(ЗАДАНИЕ): Как звали директора школы в отрывке о 281-й школе?

(ТЕКСТ ДЛЯ ЧТЕНИЯ):
☆ ☆ ☆ ☆ ☆

Уланский переулок проходит почти параллельно Сретенке, идти туда Юре от силы минут пятнадцать. В школе любимое — и сравнительно безобидное — развлечение: подложить пистоны под ножки учительского стола (ну, на Юру-то это не похоже). Бывали происшествия посерьёзнее — например, Лёва Уран бросил парту из окна четвёртого этажа (как ухитрился и как справился один?) на проходившего по двору директора школы. Парта пролетела мимо цели: «слава богу» или «увы»? — это ещё как посмотреть. Директор, Василий Никитич Малахов, — предмет для отдельного разговора. Был он характером крут, властью жесток, вполне в духе тех позднесталинских лет. Если вызывал ученика в свой кабинет — провинившийся шёл туда как на эшафот, и товарищам казалось, что больше они его уже не увидят. Но гораздо чаще он не мудрствуя лукаво, прямо на месте преступления, вламывал школьнику пинка, и тот картинно летел от директорского «напутствия» с лестницы ровно столько этажей, сколько оставалось до первого. Никто не жаловался. Не то чтобы боялись мести Малахова, а просто как-то в голову не приходило. Мол, раз расправляется — значит, так и надо, заслужили. Впрочем, суровый нрав Василия Никитича не мешал ему быть персонажем школьных анекдотов. Присутствуя на выпускном экзамене, он как-то задал отвечающему замечательный вопрос: что сказал Маркс на могиле Энгельса? «Как жаль, что я умер раньше тебя», — не моргнув глазом выдал ученик-остряк. Юмор здесь в том, что основоположник марксизма — «единственно верного» для советской идеологии и насаждавшегося со школы политического учения — умер раньше своего товарища и единомышленника, и именно Энгельс произносил речь на могиле Маркса, а не наоборот. Эту историю Визбор с удовольствием вспоминал и рассказывал и много лет спустя после окончания школы…

Странно, что Лёве история с партой сошла с рук, как-то замялась. Может, и было что-то, но ребята, всей школой потрясённо и восхищённо обсуждавшие происшествие, ничего не знали. Видно, нашла коса на камень, хотя и были Малахов и Уран в разных весовых категориях. В песне «Волейбол на Сретенке» поётся и об этом Лёвином «подвиге», только поэт для большего эффекта прибавил пару этажей:

…Известный тем, что перед властью не дрожа,

Зверю-директору он партой угрожал,

И парту бросил он с шестого этажа,

Но, к сожалению для школы, не попал.

Впрочем, репутация «почти уличной банды» не помешала 281-й школе выпустить в жизнь ставших очень известными людей. Не только Визбора, но и, скажем, замечательного футболиста-спартаковца Игоря Нетто, капитана сборной СССР, или кинорежиссёра Георгия Данелию, создателя культового фильма оттепели «Я шагаю по Москве», а затем и многих других замечательных лент… Правда, эти ребята окончили школу несколькими годами раньше, но Юра мог помнить их по школе: младшие ведь всегда лучше знают и запоминают старших, чем наоборот.

☆ ☆ ☆ ☆ ☆

(МАТЕРИАЛ):

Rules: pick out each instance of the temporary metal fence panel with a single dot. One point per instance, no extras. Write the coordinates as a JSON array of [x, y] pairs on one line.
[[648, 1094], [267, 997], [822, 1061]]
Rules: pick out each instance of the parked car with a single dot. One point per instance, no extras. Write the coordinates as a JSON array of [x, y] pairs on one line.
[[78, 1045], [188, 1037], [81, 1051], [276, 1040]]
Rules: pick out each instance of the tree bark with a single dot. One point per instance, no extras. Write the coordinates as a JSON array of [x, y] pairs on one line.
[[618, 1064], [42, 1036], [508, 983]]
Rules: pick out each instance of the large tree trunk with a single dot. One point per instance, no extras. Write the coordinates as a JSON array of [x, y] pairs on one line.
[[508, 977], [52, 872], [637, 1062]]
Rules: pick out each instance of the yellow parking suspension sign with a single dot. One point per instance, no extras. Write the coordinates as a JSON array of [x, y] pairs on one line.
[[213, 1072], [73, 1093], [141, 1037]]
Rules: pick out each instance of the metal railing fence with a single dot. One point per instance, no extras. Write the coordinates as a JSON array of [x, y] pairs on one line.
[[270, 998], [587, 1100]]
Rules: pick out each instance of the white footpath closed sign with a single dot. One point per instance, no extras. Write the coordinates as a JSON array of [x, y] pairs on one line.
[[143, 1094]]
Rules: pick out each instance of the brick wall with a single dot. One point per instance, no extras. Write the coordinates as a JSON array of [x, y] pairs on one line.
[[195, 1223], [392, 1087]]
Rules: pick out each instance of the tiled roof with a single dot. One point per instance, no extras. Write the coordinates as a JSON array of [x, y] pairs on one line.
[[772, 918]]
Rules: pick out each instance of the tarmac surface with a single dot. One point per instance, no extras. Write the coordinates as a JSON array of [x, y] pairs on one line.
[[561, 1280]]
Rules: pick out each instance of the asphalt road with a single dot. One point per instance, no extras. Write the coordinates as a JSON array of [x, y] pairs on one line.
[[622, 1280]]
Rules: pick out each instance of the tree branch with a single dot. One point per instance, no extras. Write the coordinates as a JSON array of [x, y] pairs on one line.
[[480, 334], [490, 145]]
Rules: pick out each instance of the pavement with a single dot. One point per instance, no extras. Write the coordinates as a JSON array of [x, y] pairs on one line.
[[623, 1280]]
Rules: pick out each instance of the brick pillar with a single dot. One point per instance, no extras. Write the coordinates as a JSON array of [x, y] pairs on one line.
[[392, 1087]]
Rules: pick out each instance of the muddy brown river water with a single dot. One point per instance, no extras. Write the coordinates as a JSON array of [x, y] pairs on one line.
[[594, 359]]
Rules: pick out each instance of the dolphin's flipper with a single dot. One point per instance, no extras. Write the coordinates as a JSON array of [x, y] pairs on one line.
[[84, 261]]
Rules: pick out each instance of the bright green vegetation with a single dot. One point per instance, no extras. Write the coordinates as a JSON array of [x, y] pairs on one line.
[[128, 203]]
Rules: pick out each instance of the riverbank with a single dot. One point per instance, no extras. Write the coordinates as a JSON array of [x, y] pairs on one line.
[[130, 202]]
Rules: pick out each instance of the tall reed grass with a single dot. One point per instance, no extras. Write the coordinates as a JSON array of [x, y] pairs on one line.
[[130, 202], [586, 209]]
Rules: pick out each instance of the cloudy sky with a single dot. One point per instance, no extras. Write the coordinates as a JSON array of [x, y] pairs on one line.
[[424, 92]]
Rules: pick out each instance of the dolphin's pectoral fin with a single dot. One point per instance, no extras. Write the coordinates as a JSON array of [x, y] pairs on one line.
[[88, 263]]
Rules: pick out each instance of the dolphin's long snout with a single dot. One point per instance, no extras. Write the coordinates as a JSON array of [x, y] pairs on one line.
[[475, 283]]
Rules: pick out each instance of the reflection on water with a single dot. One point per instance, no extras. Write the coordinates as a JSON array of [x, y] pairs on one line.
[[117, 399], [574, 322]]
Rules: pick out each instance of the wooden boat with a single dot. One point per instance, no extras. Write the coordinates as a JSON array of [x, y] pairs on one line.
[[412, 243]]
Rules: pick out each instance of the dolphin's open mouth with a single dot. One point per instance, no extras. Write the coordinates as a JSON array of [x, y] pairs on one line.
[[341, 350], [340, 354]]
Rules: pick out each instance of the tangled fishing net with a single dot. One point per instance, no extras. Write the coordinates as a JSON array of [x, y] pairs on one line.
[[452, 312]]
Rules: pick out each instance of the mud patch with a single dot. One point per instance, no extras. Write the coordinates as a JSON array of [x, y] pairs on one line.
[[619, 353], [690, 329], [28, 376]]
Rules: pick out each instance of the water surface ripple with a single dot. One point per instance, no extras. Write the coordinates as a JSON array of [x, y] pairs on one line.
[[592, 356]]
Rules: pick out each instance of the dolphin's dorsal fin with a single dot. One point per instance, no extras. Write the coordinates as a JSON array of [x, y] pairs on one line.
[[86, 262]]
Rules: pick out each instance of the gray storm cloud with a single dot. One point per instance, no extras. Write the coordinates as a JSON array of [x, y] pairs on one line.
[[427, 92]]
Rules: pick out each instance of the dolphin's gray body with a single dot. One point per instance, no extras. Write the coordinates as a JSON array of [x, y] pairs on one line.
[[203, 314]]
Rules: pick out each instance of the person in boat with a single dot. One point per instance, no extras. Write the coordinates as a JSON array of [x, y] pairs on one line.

☆ ☆ ☆ ☆ ☆

(ОТВЕТ): Василий Никитич Малахов.